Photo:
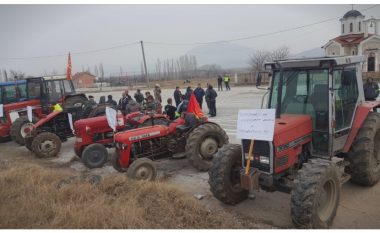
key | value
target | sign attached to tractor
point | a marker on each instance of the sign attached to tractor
(111, 118)
(256, 124)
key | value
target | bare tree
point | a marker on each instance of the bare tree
(280, 53)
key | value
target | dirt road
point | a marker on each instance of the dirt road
(359, 206)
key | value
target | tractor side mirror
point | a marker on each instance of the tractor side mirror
(347, 76)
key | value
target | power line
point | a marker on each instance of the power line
(254, 36)
(186, 44)
(75, 53)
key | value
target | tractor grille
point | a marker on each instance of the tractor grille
(261, 154)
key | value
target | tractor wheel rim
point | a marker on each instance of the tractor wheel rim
(95, 157)
(144, 173)
(208, 148)
(327, 200)
(26, 129)
(47, 146)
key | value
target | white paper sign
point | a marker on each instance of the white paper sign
(111, 118)
(30, 113)
(70, 116)
(257, 124)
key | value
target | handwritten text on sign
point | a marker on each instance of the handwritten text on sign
(256, 124)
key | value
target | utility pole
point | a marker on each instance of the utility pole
(146, 71)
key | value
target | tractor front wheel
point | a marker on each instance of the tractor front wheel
(315, 195)
(142, 169)
(224, 175)
(46, 145)
(21, 128)
(203, 143)
(94, 156)
(364, 155)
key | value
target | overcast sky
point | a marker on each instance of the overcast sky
(40, 30)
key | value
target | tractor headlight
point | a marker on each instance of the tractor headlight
(264, 159)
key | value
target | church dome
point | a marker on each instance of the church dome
(352, 13)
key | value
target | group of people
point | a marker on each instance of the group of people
(226, 79)
(209, 95)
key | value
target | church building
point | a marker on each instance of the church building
(358, 36)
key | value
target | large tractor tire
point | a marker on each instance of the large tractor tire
(142, 169)
(46, 145)
(315, 195)
(364, 155)
(74, 101)
(94, 156)
(224, 175)
(203, 143)
(20, 128)
(116, 164)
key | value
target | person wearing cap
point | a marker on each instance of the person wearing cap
(157, 93)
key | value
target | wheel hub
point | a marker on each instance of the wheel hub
(208, 148)
(47, 146)
(26, 129)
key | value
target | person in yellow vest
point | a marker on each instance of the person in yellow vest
(227, 81)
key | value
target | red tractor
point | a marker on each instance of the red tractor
(199, 140)
(325, 134)
(94, 136)
(40, 94)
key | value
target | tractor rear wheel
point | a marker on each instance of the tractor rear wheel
(364, 155)
(116, 164)
(224, 175)
(46, 145)
(94, 156)
(203, 143)
(142, 169)
(315, 195)
(20, 128)
(75, 101)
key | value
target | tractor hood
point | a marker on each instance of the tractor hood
(291, 128)
(139, 134)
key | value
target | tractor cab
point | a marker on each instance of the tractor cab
(309, 87)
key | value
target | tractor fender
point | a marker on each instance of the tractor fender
(360, 115)
(50, 116)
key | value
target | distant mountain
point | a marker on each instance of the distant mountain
(227, 55)
(316, 52)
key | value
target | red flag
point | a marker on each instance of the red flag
(193, 107)
(68, 71)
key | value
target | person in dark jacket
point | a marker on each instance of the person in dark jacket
(139, 97)
(220, 83)
(111, 102)
(210, 97)
(199, 93)
(182, 107)
(177, 96)
(170, 109)
(371, 90)
(189, 92)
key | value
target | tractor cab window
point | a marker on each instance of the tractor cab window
(68, 86)
(55, 90)
(346, 96)
(305, 92)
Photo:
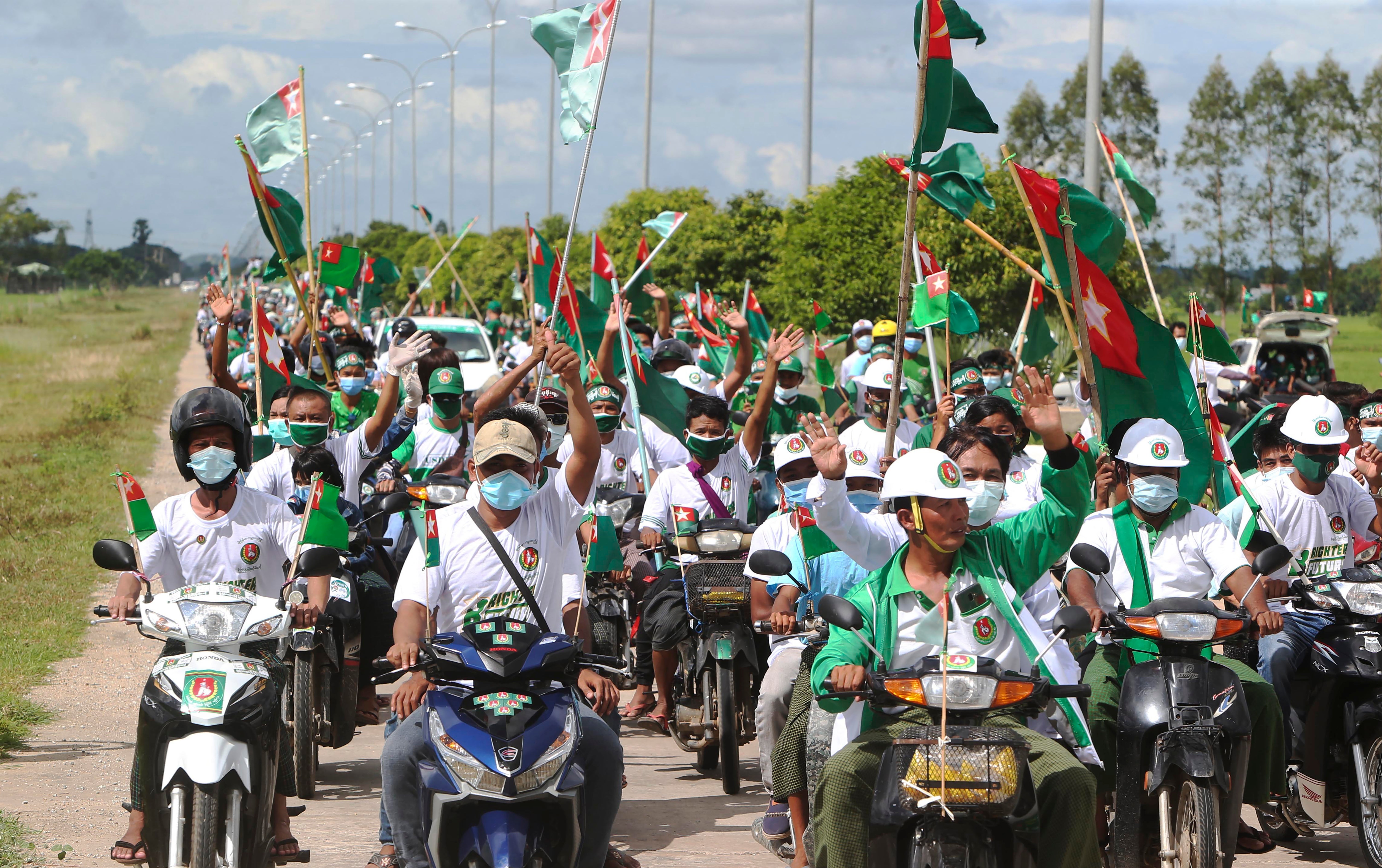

★ ★ ★ ★ ★

• **What is being asked**: All the records above need to be given again word for word. Skip the pictures.

• **Result for this exercise**:
Photo:
key | value
target | sign attached to tractor
point | a marker on each instance of the sign attached to tractor
(111, 118)
(256, 124)
key | value
target | bare tree
point | a marker on each instance of the bare tree
(280, 53)
key | value
target | dirt road
point | a marker on each instance of the dirt road
(359, 206)
key | value
target | tractor side mirror
point | a marker on each instance of the tractor side mirror
(347, 76)
key | value
target | power line
point | a marker on each instance of the power line
(254, 36)
(186, 44)
(75, 53)
key | value
target | tractor grille
point | a marker on each instance of the tractor grille
(261, 154)
key | value
target | tractor wheel rim
point | a marker on each instance of the tractor wheel rim
(95, 157)
(144, 173)
(208, 148)
(327, 200)
(26, 129)
(47, 146)
key | value
target | white paper sign
point | a marker on each instance of the white paper sign
(111, 118)
(30, 113)
(70, 116)
(257, 124)
key | value
target | handwritten text on sign
point | a marker on each instance of the handwritten text on sign
(256, 124)
key | value
target | utility pole
point | a marker on each instance of the utility pole
(146, 71)
key | value
target | tractor front wheel
point | a marker on each instance of the tractor front wheel
(315, 195)
(142, 169)
(224, 175)
(46, 145)
(21, 128)
(203, 143)
(94, 156)
(364, 155)
key | value
target | overcast sky
point | a marker on each instance of the overcast sky
(40, 30)
key | value
target | tractor headlight
point | a marker on each instance of the tractor headlight
(264, 159)
key | value
target | church dome
point | a marker on each instance of the church dome
(352, 13)
key | value
target | group of people
point | a marker on each instance of the group of people
(226, 79)
(209, 95)
key | value
target | church building
point | a marker on each instance of the church building
(358, 36)
key | value
target | large tractor tire
point | a marker on each instance of the large tractor tire
(142, 169)
(46, 145)
(315, 195)
(364, 155)
(74, 101)
(94, 156)
(224, 175)
(203, 143)
(20, 128)
(116, 164)
key | value
target | person wearing cap
point | a marker on each instance of the person wearing cap
(157, 93)
key | value
target | wheel hub
point | a marker on each instance of the wheel hub
(208, 148)
(47, 146)
(26, 129)
key | value
target | person in yellow vest
point | a marker on each instance of the person in yellow vest
(227, 81)
key | value
target | red tractor
point | a marker on each instance of the red tractor
(199, 140)
(325, 134)
(94, 136)
(40, 94)
key | value
target | tractor rear wheel
point | a marker on each instance of the tractor rear wheel
(364, 155)
(116, 164)
(224, 175)
(46, 145)
(94, 156)
(203, 143)
(142, 169)
(315, 195)
(20, 128)
(75, 101)
key | value
target | tractor hood
point | a marker on each instance of the tractor hood
(291, 128)
(139, 134)
key | value
target | tractor cab
point | a marker on each instance of the tractor cab
(309, 87)
key | value
target | tractor fender
point | a marker on each instance of the tractor fender
(360, 115)
(50, 116)
key | value
target | distant mountain
point | a marker on each instance of the distant mountain
(227, 55)
(316, 52)
key | value
target | red flag
point | a marker on each instance of the red flag
(193, 107)
(68, 71)
key | value
target | person in dark jacket
point | a marker on each instance of the person in dark jacket
(139, 97)
(220, 83)
(111, 102)
(210, 97)
(199, 93)
(182, 107)
(177, 96)
(170, 109)
(371, 90)
(189, 92)
key | value
target | tractor cab window
point | a marker on each instance of the tractor cab window
(68, 86)
(55, 90)
(346, 96)
(305, 92)
Photo:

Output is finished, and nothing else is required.